» STATED GOAL
Write the records out again, keeping each line exactly as it is.

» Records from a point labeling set
* * * * *
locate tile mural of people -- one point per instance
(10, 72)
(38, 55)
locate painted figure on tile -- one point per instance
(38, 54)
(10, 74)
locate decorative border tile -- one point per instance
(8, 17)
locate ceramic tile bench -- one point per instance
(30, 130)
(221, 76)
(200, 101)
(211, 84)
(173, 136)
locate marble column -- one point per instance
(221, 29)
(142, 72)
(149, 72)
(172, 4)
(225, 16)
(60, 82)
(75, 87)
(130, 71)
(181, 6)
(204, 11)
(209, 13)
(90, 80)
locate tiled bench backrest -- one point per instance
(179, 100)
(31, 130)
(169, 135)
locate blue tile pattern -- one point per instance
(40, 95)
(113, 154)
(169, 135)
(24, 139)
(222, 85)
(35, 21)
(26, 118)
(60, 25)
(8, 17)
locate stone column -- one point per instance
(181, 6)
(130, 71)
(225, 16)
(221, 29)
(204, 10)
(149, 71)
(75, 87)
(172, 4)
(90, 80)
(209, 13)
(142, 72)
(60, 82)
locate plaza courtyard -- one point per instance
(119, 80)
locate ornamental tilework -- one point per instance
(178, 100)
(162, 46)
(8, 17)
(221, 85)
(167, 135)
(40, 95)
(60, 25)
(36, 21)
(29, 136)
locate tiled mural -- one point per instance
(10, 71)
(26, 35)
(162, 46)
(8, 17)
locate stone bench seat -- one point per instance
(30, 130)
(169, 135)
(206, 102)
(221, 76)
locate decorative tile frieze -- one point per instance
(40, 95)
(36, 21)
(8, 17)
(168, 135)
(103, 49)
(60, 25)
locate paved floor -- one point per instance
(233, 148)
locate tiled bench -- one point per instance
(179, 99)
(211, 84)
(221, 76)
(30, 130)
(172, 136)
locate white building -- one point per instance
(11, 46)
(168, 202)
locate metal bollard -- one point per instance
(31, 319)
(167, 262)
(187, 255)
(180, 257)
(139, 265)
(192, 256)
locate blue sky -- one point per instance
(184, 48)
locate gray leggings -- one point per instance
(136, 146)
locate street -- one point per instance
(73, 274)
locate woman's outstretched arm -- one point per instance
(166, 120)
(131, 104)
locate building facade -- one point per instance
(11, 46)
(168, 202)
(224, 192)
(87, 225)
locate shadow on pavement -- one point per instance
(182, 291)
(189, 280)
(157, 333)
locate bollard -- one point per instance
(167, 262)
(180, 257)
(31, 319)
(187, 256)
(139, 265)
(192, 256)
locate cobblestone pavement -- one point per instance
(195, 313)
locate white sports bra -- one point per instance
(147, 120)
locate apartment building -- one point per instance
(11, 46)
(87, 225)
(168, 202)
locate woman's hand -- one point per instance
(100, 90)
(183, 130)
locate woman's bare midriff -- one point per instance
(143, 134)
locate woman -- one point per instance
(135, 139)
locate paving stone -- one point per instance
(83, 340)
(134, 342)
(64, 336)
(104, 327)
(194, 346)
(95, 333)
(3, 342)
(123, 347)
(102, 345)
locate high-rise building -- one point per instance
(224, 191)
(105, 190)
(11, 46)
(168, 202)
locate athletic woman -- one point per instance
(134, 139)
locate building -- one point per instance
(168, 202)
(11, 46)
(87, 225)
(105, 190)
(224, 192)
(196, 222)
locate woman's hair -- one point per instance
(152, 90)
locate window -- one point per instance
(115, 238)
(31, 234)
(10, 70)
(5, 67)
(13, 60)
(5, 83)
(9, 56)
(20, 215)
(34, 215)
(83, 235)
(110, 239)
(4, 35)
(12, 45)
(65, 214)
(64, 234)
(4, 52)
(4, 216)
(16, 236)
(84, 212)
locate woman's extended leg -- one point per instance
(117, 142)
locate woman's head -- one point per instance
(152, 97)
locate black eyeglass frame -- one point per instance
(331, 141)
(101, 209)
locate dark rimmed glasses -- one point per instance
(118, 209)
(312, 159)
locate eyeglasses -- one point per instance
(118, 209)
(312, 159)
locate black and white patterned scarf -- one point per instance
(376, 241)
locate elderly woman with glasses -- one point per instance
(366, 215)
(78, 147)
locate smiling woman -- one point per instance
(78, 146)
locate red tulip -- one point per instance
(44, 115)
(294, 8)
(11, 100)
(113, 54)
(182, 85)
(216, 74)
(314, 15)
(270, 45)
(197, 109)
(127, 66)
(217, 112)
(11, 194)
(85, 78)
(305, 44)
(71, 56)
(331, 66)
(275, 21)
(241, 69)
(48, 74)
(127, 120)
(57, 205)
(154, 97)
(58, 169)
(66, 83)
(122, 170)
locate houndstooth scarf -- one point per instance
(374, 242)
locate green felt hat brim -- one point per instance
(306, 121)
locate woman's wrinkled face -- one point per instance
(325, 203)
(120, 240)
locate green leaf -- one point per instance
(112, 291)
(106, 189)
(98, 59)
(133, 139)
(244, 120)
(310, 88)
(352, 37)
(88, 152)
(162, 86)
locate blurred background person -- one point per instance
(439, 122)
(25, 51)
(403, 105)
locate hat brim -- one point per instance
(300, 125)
* * * * *
» ANSWER
locate tile mural of people -- one point per instance
(10, 72)
(38, 55)
locate painted figure on tile -- one point per instance
(38, 54)
(10, 74)
locate decorative border tile -- one point per instance
(8, 17)
locate ceramic tile bench -- one point per instance
(30, 130)
(221, 76)
(200, 101)
(211, 84)
(173, 136)
locate marble column -- one point per instance
(221, 29)
(142, 72)
(149, 72)
(172, 4)
(225, 16)
(60, 82)
(75, 87)
(130, 71)
(181, 6)
(204, 11)
(209, 13)
(90, 80)
locate tiled bench backrest -- one point per instance
(179, 100)
(31, 130)
(169, 135)
locate blue tile pattern -- one point per instance
(40, 95)
(113, 154)
(169, 135)
(24, 139)
(222, 85)
(35, 21)
(26, 118)
(60, 25)
(8, 17)
locate stone column -- one point per instance
(181, 6)
(130, 71)
(225, 16)
(221, 29)
(204, 10)
(149, 71)
(75, 87)
(172, 4)
(90, 80)
(209, 13)
(142, 72)
(60, 82)
locate plaza courtyard -- one point per instance
(119, 80)
locate ornamental tilework -- one point per instance
(178, 100)
(162, 46)
(8, 17)
(221, 85)
(167, 135)
(40, 95)
(60, 25)
(36, 21)
(29, 136)
locate tiled mural -- one point per instance
(10, 71)
(26, 35)
(162, 46)
(8, 17)
locate stone bench seat -- one point per instance
(30, 130)
(169, 135)
(206, 102)
(221, 76)
locate decorative tile frieze -- one point per instance
(40, 95)
(36, 21)
(8, 17)
(168, 135)
(103, 49)
(60, 25)
locate paved floor -- one point per instance
(233, 148)
locate tiled bench -- one point per instance
(179, 99)
(211, 84)
(221, 76)
(30, 130)
(172, 136)
locate white building -- one point per instance
(11, 46)
(168, 202)
locate metal bollard -- one point per instance
(31, 319)
(167, 262)
(187, 255)
(180, 257)
(139, 265)
(192, 256)
locate blue sky -- one point per instance
(184, 48)
locate gray leggings -- one point per instance
(136, 146)
locate street -- one point per instance
(73, 274)
locate woman's outstretched arm -- one point per instance
(166, 120)
(131, 104)
locate building facade -- one point per instance
(11, 46)
(168, 202)
(224, 192)
(87, 225)
locate shadow on pavement -- one point per instance
(182, 291)
(189, 280)
(157, 333)
locate bollard -- one point per instance
(167, 262)
(180, 257)
(31, 319)
(187, 256)
(139, 265)
(192, 256)
locate cobblestone pavement -- one point per instance
(195, 313)
locate white sports bra -- one point per instance
(147, 120)
locate apartment building -- one point per instance
(11, 46)
(87, 225)
(168, 202)
locate woman's hand -- one point per instance
(100, 90)
(183, 130)
locate woman's bare midriff -- one point per instance
(143, 134)
locate woman -- one point per instance
(135, 139)
locate paving stone -- one point per instance
(83, 340)
(134, 342)
(64, 336)
(104, 327)
(194, 346)
(95, 333)
(3, 342)
(123, 347)
(102, 345)
locate high-rise building -- one point per instance
(224, 191)
(105, 190)
(11, 46)
(168, 202)
locate athletic woman -- one point per instance
(134, 139)
locate building -- one point per instance
(168, 202)
(11, 46)
(87, 225)
(105, 190)
(224, 192)
(196, 222)
locate woman's hair -- one point per instance
(152, 90)
locate window -- one point per instance
(115, 238)
(31, 234)
(10, 70)
(5, 67)
(13, 60)
(5, 83)
(9, 56)
(20, 215)
(34, 215)
(83, 235)
(110, 239)
(4, 35)
(12, 45)
(65, 214)
(64, 234)
(4, 52)
(4, 216)
(16, 236)
(84, 212)
locate woman's extended leg -- one point per instance
(117, 142)
locate woman's head -- one point per instance
(152, 97)
locate black eyeglass frame -- one point per instance
(331, 141)
(101, 209)
locate dark rimmed glasses -- one point per instance
(118, 209)
(312, 159)
locate eyeglasses -- one point per instance
(118, 209)
(312, 159)
locate black and white patterned scarf -- one point per instance
(376, 241)
locate elderly woman with glasses -- one point per instance
(366, 215)
(78, 147)
locate smiling woman -- one point per instance
(78, 146)
locate red tulip -- one point per instance
(44, 115)
(294, 8)
(11, 100)
(113, 54)
(182, 85)
(216, 74)
(314, 15)
(270, 45)
(197, 109)
(127, 66)
(217, 112)
(11, 194)
(85, 78)
(305, 44)
(71, 56)
(331, 66)
(275, 21)
(241, 69)
(48, 74)
(127, 120)
(57, 205)
(154, 97)
(58, 169)
(66, 83)
(122, 170)
locate houndstooth scarf -- one point per instance
(374, 242)
locate green felt hat brim -- one point per instance
(306, 121)
locate woman's wrinkled face -- one point per instance
(325, 203)
(120, 240)
locate green leaf -- one point per instance
(112, 291)
(106, 189)
(98, 59)
(133, 139)
(244, 120)
(310, 88)
(352, 37)
(88, 152)
(162, 86)
locate blurred background person -- one point per instance
(439, 122)
(25, 51)
(403, 105)
locate hat brim -- one point per instance
(300, 125)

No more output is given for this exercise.